§ **QUOTED TEXT**
** Begin **

Steve McQueen and Michael Fassbender don’t exactly make fun movies together, but what they do create is both incredibly moving and often unsettling.

Nonetheless, I’d be hard-pressed to come up with another director-actor combo that does drama as effectively as they do.

Their most recent effort, 12 Years A Slave, is a shining example of the command of narrative and character that these two possess and what they can do when they feed off each other.

But what I really want to talk about is Hunger, Steve McQueen’s debut and his first time working with Fassbender. Released in 2009, it follows the last months of the life of Bobby Sands, an IRA activist who starts a hunger strike while imprisoned to protest his treatment at the hands of the British.

I love this film from toe to tip and it is filled to the brim with tremendous scenes, but the real shining moment comes from an exchange between Fassbender’s Bobby Sands and Father Moran, a priest, played by Liam Cunningham, that Sands calls in to discuss his beginning of the protest.


This scene is well over 20 minutes in length and the first 17 and a half minutes are a single, unbroken and uncut shot of both men as their tête-à-tête become more and more about the abstract nature of the strike. What really interests me, though, is when Steve McQueen breaks the shot and pans to a close up of Michael Fassbender. (This is at 17:30, if the link breaks)

** End **

§ **WRITTEN INSTRUCTION A**
In the listing, starting with the first line and going on through the line containing "65L96 64L88 64L87", change "windshield wiper" to "wiper blade" and leave everything else in those lines unchanged.

§ **RAW DATA**
** Begin **

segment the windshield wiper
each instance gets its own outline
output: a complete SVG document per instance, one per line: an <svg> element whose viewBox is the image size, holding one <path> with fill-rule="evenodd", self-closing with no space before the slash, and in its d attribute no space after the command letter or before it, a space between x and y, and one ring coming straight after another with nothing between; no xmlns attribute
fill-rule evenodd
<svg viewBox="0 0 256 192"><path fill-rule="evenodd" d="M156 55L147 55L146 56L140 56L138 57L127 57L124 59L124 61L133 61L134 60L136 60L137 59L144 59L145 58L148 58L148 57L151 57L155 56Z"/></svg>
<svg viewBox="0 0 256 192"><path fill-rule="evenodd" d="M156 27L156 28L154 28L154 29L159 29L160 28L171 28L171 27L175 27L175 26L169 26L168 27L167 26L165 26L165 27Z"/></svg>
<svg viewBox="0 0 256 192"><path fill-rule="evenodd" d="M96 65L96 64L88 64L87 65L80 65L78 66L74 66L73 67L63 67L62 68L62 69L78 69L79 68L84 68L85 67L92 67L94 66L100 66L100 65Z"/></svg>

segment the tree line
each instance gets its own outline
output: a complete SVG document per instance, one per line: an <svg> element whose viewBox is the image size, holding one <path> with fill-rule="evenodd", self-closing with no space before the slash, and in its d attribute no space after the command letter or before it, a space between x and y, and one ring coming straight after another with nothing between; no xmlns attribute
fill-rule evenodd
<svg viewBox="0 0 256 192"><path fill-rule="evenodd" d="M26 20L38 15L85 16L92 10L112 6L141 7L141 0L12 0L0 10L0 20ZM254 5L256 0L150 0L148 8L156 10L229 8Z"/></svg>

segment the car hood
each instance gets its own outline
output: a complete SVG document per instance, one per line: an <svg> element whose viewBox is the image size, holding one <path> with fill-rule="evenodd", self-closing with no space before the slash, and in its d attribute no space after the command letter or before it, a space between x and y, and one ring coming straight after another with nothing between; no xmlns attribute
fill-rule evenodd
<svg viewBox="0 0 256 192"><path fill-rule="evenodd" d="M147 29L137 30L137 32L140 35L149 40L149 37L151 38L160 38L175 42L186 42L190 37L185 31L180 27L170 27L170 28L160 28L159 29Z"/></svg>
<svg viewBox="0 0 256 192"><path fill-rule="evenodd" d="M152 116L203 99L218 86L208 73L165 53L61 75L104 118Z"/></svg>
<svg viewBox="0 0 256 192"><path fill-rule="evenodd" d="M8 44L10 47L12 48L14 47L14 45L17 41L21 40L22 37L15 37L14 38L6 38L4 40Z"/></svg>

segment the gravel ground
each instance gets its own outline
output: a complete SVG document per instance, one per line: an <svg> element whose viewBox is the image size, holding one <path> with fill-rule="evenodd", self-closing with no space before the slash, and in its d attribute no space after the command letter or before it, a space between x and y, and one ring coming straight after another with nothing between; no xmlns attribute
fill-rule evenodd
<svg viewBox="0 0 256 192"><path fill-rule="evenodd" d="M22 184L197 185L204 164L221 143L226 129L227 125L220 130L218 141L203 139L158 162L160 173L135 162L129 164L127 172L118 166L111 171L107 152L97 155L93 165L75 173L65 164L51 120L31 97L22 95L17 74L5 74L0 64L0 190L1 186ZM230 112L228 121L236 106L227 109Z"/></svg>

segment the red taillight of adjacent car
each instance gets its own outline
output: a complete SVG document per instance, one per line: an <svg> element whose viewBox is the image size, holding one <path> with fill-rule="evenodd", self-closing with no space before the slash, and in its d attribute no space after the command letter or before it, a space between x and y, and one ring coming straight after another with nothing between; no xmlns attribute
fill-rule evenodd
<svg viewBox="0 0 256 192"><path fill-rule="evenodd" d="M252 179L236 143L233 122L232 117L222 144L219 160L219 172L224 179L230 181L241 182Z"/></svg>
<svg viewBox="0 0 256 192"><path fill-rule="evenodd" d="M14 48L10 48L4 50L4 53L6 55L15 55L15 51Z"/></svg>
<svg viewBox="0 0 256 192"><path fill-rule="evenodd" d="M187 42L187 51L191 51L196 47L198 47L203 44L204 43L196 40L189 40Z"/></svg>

** End **

§ **WRITTEN INSTRUCTION B**
From the passage about Steve McQueen and Michael Fassbender, reproduce the wording exactly, starting with "I love this" and going on through "of the protest.".

§ **TASK ANSWER A**
segment the wiper blade
each instance gets its own outline
output: a complete SVG document per instance, one per line: an <svg> element whose viewBox is the image size, holding one <path> with fill-rule="evenodd", self-closing with no space before the slash, and in its d attribute no space after the command letter or before it, a space between x and y, and one ring coming straight after another with nothing between; no xmlns attribute
fill-rule evenodd
<svg viewBox="0 0 256 192"><path fill-rule="evenodd" d="M156 55L147 55L146 56L140 56L138 57L127 57L124 59L124 61L133 61L134 60L136 60L137 59L144 59L145 58L148 58L148 57L151 57L155 56Z"/></svg>
<svg viewBox="0 0 256 192"><path fill-rule="evenodd" d="M156 27L156 28L154 28L154 29L159 29L160 28L171 28L171 27L175 27L175 26L169 26L168 27L167 26L165 26L165 27Z"/></svg>
<svg viewBox="0 0 256 192"><path fill-rule="evenodd" d="M96 65L96 64L88 64L87 65L80 65L78 66L74 66L73 67L63 67L62 68L62 69L78 69L79 68L84 68L85 67L92 67L94 66L100 66L100 65Z"/></svg>

§ **TASK ANSWER B**
I love this film from toe to tip and it is filled to the brim with tremendous scenes, but the real shining moment comes from an exchange between Fassbender’s Bobby Sands and Father Moran, a priest, played by Liam Cunningham, that Sands calls in to discuss his beginning of the protest.